-- start of Task inputs --

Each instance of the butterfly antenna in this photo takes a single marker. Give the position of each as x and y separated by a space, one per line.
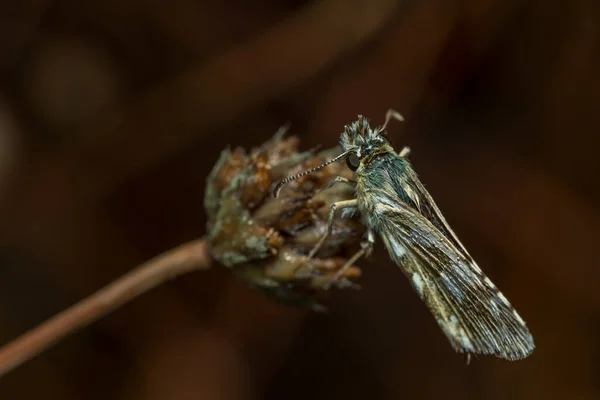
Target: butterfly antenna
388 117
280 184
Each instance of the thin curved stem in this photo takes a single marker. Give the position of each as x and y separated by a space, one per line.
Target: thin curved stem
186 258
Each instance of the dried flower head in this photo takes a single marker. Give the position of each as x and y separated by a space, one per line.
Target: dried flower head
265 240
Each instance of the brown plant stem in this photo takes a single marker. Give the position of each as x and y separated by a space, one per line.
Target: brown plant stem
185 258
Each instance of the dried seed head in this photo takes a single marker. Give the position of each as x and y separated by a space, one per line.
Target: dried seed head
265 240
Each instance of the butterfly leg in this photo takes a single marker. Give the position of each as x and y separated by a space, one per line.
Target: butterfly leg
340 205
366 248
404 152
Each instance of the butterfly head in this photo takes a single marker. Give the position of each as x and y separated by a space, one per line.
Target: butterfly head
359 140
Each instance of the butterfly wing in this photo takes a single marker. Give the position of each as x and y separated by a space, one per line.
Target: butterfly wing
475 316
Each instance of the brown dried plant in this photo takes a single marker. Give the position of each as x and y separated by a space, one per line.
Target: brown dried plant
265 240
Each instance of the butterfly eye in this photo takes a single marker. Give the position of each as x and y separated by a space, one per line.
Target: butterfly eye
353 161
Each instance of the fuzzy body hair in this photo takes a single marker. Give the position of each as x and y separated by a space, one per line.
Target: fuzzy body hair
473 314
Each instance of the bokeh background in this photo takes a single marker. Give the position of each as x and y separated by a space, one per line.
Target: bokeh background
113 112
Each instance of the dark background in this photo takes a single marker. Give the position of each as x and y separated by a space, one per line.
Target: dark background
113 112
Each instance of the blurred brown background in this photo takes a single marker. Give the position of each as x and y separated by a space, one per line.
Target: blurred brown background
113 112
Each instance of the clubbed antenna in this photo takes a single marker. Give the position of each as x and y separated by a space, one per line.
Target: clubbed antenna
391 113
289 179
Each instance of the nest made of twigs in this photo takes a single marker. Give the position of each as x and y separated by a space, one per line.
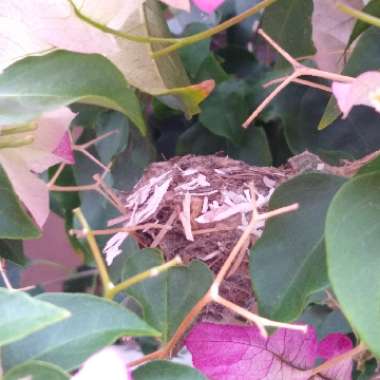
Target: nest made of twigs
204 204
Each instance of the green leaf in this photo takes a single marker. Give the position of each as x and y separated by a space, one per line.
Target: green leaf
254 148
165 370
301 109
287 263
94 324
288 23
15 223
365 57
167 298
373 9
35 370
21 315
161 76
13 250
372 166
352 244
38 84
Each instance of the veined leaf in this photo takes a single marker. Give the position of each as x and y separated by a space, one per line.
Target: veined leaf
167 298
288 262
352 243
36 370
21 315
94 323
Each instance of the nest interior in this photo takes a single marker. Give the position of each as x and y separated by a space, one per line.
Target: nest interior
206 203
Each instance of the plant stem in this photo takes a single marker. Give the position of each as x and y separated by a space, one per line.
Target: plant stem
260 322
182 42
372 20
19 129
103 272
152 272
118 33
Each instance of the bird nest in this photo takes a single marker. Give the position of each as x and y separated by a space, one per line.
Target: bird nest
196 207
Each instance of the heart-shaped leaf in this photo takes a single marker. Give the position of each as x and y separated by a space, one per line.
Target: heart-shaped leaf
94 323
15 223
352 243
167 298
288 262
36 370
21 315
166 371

-- end of Task inputs --
-- start of Task inputs --

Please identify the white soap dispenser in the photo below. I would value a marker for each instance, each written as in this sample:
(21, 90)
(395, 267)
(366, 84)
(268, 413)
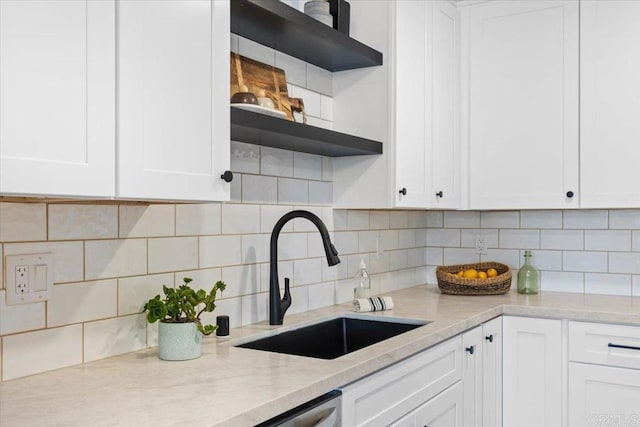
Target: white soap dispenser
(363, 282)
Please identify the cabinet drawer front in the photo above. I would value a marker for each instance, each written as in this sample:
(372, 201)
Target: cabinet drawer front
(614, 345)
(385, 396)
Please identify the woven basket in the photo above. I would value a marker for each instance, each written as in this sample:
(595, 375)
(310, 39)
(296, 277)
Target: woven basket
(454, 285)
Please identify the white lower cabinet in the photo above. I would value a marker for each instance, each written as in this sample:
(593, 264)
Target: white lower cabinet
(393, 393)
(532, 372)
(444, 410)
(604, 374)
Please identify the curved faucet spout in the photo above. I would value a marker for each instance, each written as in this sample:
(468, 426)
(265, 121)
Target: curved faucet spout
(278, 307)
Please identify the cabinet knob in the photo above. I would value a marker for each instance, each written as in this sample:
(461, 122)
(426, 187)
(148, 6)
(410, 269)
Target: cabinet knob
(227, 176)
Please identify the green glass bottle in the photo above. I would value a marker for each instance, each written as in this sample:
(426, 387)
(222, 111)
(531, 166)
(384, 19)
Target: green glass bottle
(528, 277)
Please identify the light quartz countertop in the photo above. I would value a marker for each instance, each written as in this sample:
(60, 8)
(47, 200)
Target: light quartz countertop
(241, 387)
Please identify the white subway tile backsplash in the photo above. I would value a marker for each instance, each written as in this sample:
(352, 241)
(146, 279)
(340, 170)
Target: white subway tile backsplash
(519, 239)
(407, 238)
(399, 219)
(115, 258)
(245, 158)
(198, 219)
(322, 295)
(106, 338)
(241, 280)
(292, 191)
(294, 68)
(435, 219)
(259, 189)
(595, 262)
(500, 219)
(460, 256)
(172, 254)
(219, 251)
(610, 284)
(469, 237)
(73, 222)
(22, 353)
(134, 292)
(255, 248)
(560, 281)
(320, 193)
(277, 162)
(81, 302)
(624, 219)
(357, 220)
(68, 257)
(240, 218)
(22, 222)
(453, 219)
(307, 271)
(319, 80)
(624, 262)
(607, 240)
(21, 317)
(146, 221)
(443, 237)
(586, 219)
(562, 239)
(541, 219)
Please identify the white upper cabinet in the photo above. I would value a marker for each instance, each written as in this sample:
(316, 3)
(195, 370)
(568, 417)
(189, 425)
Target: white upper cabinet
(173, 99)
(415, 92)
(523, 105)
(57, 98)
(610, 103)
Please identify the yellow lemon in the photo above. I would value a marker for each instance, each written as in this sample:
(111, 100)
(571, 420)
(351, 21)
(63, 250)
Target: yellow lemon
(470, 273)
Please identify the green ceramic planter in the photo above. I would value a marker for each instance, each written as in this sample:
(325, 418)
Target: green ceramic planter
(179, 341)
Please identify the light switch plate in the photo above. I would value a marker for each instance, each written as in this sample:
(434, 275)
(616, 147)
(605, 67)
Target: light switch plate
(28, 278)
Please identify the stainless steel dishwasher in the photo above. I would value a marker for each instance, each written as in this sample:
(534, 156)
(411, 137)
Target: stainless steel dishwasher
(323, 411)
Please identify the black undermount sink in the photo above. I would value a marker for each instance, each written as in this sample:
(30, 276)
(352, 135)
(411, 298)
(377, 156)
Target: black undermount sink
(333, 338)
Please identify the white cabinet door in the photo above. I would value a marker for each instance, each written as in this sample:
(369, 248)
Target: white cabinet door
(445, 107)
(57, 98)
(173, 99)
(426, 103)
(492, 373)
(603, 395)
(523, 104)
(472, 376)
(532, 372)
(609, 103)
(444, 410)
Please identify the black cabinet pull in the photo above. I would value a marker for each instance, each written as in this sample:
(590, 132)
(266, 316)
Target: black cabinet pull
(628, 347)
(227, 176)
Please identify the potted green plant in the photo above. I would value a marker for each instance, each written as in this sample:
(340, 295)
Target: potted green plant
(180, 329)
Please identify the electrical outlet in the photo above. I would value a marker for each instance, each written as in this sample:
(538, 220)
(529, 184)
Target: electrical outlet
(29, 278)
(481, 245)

-- end of Task inputs --

• Directive
Gather every line in the records above that holds the word "basket" and copy each one out in full.

• Expected answer
Please identify the woven basket in the photo above. I would value a marker for each instance, each written as in this sample:
Target: woven basket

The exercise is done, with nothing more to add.